• _Exercises_
1. Swap "stockholders" for "shareholders" and write out the financial disclosure excerpt, starting at "Off Balance Sheet" and ending at "material to stockholders.".
2. Carry the financial disclosure excerpt forward from its final sentence.

Stock-Based Compensation

 

FASB’s ASC Topic 718, Stock Compensation (formerly, FASB Statement 123R), prescribes accounting and reporting standards for all stock-based payment transactions in which employee and non-employee services are acquired. We measure the cost of employee and non-employee services received in exchange for an award of equity instruments based on the grant-date fair value of the award. Fair value for restricted stock awards is valued using the closing price of our Common Stock on the date of grant. For the six months ended March 31, 2022 and 2021, we recognized stock-based compensation expense of approximately $300,000, and $25,860 respectively.

 

Off Balance Sheet Arrangements

 

As of March 31, 2022 and on March 31, 2021, we had no off-balance sheet arrangements that have or are reasonably likely to have a current or future effect on our financial condition, changes in financial condition, revenues or expenses, results of operations, liquidity, capital expenditures, or capital resources that is material to stockholders.

• _Data shown_
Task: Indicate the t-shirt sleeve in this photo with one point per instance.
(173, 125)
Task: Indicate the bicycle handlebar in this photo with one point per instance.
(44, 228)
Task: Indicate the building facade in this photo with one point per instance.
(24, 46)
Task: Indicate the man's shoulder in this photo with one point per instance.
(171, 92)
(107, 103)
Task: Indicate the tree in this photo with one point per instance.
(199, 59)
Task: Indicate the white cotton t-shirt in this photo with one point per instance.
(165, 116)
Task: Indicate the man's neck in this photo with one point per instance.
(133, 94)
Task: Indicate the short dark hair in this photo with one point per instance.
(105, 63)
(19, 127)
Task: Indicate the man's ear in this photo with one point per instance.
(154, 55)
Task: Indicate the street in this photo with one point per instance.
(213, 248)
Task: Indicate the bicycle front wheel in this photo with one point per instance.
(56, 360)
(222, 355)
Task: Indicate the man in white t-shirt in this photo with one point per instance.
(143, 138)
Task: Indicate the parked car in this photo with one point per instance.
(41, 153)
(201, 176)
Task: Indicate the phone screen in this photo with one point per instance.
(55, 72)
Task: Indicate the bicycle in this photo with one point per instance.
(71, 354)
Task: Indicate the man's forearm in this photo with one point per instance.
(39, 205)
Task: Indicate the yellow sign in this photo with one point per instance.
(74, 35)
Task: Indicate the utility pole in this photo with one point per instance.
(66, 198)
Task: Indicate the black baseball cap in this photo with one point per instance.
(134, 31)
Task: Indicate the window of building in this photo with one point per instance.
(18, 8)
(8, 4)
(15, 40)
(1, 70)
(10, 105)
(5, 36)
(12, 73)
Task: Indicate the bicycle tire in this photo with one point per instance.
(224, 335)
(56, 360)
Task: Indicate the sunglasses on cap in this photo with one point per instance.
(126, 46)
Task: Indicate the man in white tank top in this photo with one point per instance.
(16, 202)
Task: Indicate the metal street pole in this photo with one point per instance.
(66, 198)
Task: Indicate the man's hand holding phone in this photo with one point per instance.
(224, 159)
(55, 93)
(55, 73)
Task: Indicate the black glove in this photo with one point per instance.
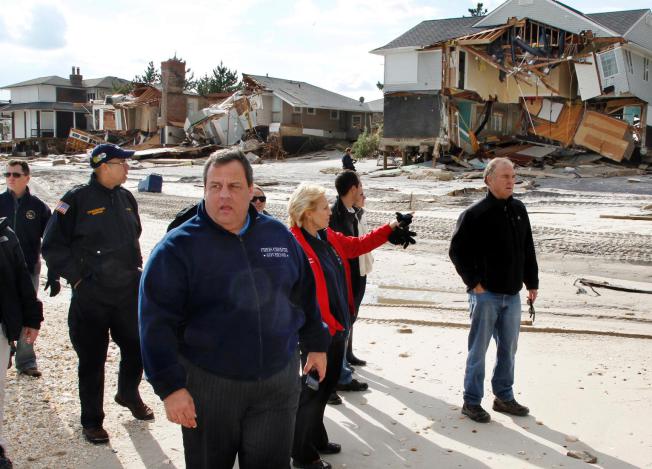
(54, 285)
(403, 220)
(402, 236)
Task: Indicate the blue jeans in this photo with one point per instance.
(497, 315)
(25, 355)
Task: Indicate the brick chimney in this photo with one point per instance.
(173, 101)
(76, 78)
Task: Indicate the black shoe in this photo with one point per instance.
(354, 385)
(510, 407)
(330, 448)
(5, 462)
(96, 435)
(334, 399)
(476, 413)
(138, 409)
(355, 361)
(319, 464)
(33, 372)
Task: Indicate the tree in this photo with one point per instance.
(221, 80)
(152, 75)
(478, 10)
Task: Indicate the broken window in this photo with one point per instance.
(608, 64)
(628, 59)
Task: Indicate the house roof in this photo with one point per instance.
(376, 105)
(430, 32)
(76, 107)
(302, 94)
(104, 82)
(618, 21)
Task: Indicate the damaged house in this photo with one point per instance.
(536, 69)
(301, 113)
(48, 107)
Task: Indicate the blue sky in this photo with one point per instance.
(325, 43)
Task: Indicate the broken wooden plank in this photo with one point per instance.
(628, 217)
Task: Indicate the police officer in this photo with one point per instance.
(27, 215)
(92, 241)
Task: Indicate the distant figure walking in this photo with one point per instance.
(493, 252)
(347, 160)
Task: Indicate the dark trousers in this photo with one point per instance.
(94, 312)
(310, 432)
(358, 295)
(251, 419)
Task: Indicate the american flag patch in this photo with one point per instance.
(62, 207)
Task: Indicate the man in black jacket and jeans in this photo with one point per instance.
(345, 220)
(21, 313)
(92, 242)
(27, 215)
(493, 252)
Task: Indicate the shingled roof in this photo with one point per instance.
(618, 21)
(432, 31)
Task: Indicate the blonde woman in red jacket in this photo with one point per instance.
(327, 252)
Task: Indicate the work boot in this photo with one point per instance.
(138, 409)
(354, 385)
(334, 399)
(510, 407)
(96, 435)
(476, 413)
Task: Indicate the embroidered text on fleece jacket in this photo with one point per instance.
(233, 305)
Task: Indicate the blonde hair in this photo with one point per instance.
(304, 198)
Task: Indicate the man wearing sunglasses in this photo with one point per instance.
(27, 215)
(92, 242)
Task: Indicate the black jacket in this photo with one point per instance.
(492, 245)
(28, 217)
(93, 233)
(347, 223)
(19, 306)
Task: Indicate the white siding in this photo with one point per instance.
(619, 80)
(24, 94)
(400, 76)
(401, 68)
(19, 124)
(638, 86)
(641, 33)
(544, 11)
(47, 94)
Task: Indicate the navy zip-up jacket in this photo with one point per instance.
(233, 305)
(28, 217)
(492, 245)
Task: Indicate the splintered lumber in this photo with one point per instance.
(605, 135)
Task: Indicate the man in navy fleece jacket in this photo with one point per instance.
(224, 300)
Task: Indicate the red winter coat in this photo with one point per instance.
(347, 247)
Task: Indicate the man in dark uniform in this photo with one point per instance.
(92, 241)
(27, 215)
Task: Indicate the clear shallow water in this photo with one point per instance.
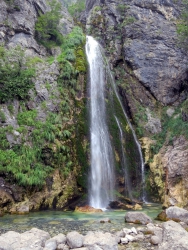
(56, 222)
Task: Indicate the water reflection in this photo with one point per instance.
(63, 222)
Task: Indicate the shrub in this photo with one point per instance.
(76, 8)
(46, 27)
(15, 78)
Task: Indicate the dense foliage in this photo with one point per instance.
(43, 146)
(46, 28)
(15, 77)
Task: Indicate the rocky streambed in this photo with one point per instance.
(139, 232)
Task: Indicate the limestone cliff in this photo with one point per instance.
(150, 69)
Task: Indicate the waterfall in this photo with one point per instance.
(127, 181)
(102, 182)
(134, 135)
(102, 160)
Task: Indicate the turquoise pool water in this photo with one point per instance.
(63, 222)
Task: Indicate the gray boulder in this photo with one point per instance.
(137, 218)
(60, 238)
(51, 244)
(74, 239)
(99, 240)
(176, 213)
(175, 237)
(32, 239)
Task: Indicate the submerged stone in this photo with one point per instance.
(137, 218)
(88, 209)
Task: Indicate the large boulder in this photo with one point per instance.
(74, 239)
(174, 213)
(137, 218)
(174, 237)
(32, 239)
(99, 240)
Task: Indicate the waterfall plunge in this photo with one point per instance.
(102, 161)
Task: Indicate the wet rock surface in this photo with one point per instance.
(165, 236)
(137, 218)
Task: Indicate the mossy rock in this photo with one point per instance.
(162, 216)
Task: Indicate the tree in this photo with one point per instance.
(46, 27)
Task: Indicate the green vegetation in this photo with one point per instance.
(72, 60)
(76, 8)
(171, 127)
(43, 146)
(46, 27)
(2, 116)
(15, 77)
(182, 26)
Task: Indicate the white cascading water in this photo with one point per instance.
(134, 135)
(127, 182)
(102, 160)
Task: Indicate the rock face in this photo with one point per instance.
(174, 236)
(170, 173)
(149, 42)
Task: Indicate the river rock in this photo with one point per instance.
(174, 236)
(88, 209)
(32, 239)
(124, 240)
(130, 237)
(62, 247)
(137, 218)
(60, 238)
(50, 244)
(133, 229)
(155, 230)
(155, 240)
(104, 241)
(74, 239)
(105, 220)
(177, 213)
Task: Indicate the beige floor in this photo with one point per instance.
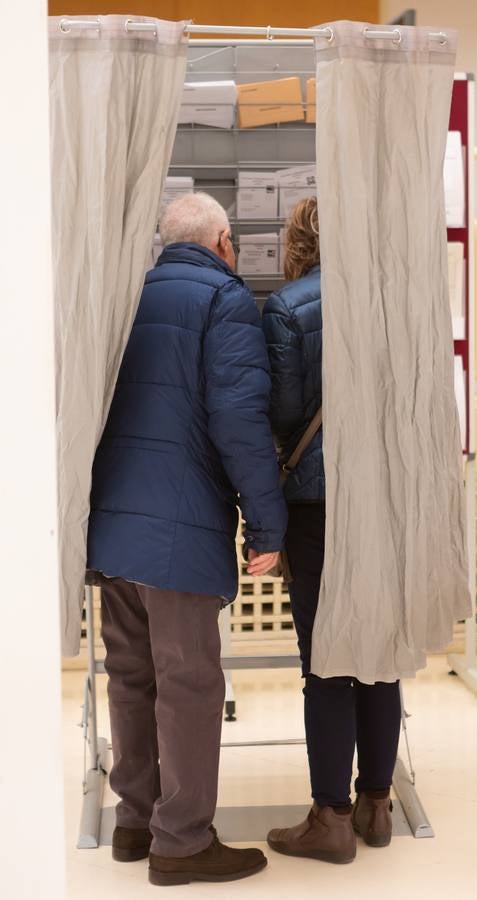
(443, 732)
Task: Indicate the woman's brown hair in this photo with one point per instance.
(302, 244)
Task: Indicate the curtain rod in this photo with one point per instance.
(267, 31)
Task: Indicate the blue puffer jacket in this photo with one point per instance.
(293, 330)
(187, 433)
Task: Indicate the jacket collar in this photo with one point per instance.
(193, 254)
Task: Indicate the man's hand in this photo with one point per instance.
(261, 563)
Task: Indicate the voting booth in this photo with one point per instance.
(246, 134)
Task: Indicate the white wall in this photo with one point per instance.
(31, 798)
(460, 14)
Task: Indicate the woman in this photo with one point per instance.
(340, 713)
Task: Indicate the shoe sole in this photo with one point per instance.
(120, 855)
(322, 855)
(165, 879)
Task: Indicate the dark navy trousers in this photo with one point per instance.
(340, 713)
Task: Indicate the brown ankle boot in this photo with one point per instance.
(216, 863)
(130, 844)
(372, 819)
(324, 835)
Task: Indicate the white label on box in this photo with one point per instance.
(257, 195)
(209, 103)
(294, 184)
(258, 254)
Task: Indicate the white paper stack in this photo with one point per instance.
(455, 255)
(454, 181)
(257, 195)
(175, 186)
(282, 234)
(259, 254)
(209, 103)
(459, 385)
(295, 184)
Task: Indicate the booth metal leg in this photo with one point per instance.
(225, 624)
(410, 802)
(94, 778)
(465, 665)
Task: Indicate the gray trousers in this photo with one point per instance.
(166, 695)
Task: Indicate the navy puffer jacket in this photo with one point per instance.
(293, 330)
(188, 435)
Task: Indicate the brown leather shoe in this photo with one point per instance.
(324, 835)
(372, 820)
(130, 844)
(216, 863)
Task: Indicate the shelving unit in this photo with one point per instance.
(214, 156)
(462, 120)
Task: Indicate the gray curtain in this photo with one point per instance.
(395, 573)
(115, 100)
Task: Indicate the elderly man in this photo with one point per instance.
(187, 439)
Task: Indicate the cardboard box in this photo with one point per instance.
(258, 254)
(311, 100)
(269, 102)
(257, 195)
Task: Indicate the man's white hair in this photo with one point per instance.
(196, 218)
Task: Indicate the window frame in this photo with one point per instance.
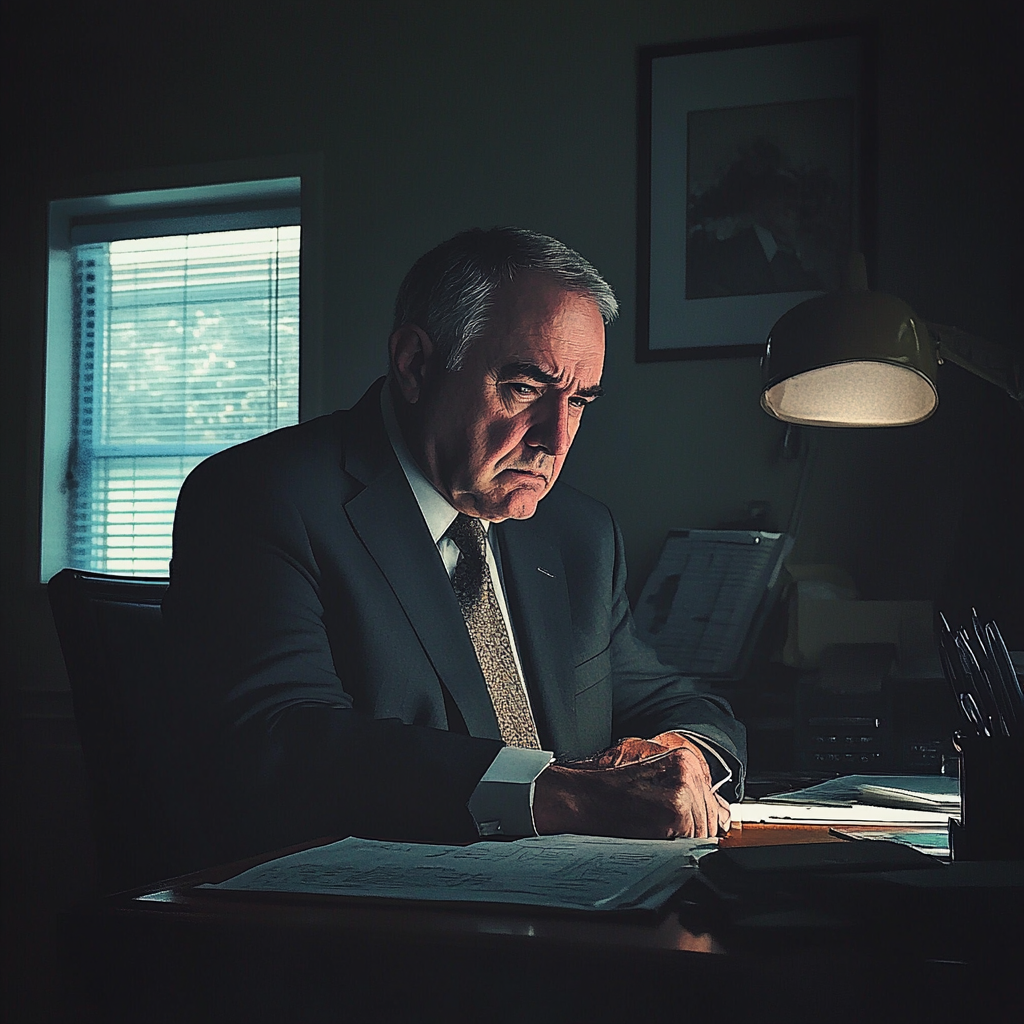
(183, 193)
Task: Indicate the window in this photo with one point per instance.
(173, 333)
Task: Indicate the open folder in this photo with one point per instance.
(578, 872)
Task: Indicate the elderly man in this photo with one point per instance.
(393, 622)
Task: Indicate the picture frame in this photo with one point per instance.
(756, 182)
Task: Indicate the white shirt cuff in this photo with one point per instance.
(503, 801)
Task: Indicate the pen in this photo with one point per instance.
(981, 685)
(973, 715)
(1006, 672)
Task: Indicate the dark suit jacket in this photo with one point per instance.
(326, 680)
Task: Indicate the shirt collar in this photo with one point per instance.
(437, 512)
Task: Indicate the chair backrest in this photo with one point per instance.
(111, 633)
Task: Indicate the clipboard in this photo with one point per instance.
(704, 605)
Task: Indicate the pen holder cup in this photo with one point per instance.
(991, 776)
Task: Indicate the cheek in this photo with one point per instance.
(503, 437)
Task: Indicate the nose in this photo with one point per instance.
(550, 429)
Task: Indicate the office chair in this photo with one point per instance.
(112, 637)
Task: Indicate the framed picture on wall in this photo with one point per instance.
(756, 183)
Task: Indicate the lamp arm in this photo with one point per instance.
(990, 361)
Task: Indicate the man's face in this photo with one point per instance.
(493, 435)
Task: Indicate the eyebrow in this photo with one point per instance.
(532, 372)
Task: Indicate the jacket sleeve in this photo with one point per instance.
(650, 697)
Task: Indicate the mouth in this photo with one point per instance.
(526, 475)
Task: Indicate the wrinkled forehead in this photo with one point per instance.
(535, 314)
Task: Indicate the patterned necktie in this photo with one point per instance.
(475, 592)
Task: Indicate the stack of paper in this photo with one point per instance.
(577, 872)
(864, 800)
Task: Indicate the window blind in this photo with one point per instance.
(185, 345)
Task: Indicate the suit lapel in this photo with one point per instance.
(535, 585)
(389, 523)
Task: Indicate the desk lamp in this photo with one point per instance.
(860, 358)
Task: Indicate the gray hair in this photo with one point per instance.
(450, 290)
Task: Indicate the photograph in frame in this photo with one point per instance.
(755, 185)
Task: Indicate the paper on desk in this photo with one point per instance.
(568, 871)
(834, 814)
(915, 792)
(933, 841)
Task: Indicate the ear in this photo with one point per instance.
(411, 352)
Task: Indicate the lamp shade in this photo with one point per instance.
(854, 358)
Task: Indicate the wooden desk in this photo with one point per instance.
(179, 953)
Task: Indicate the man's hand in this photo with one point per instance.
(640, 788)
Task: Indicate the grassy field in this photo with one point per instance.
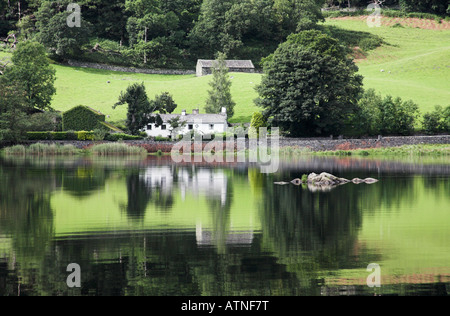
(416, 64)
(90, 87)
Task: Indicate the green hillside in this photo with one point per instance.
(100, 90)
(416, 62)
(413, 64)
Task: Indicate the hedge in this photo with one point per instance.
(121, 136)
(83, 118)
(60, 135)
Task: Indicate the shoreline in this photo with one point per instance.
(310, 144)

• _Results of the tasks_
1.
Off Balance Sheet Arrangements

 

As of March 31, 2022 and on March 31, 2021, we had no off-balance sheet arrangements that have or are reasonably likely to have a current or future effect on our financial condition, changes in financial condition, revenues or expenses, results of operations, liquidity, capital expenditures, or capital resources that is material to shareholders.

2.
Critical Accounting Policies

 

The preparation of financial statements in conformity with accounting principles generally accepted in the United States of America requires us to make a number of estimates and assumptions that affect the reported amounts of assets and liabilities and disclosure of contingent assets and liabilities at the date of the financial statements. Such estimates and assumptions affect the reported amounts of revenues and expenses during the reporting period. We base our estimates on historical experiences and on various other assumptions that we believe to be reasonable under the circumstances. Actual results may differ materially from these estimates under different assumptions and conditions. We continue to monitor significant estimates made during the preparation of our financial statements. On an ongoing basis, we evaluate estimates and assumptions based upon historical experience and various other factors and circumstances. We believe our estimates and assumptions are reasonable in the circumstances; however, actual results may differ from these estimates under different future conditions.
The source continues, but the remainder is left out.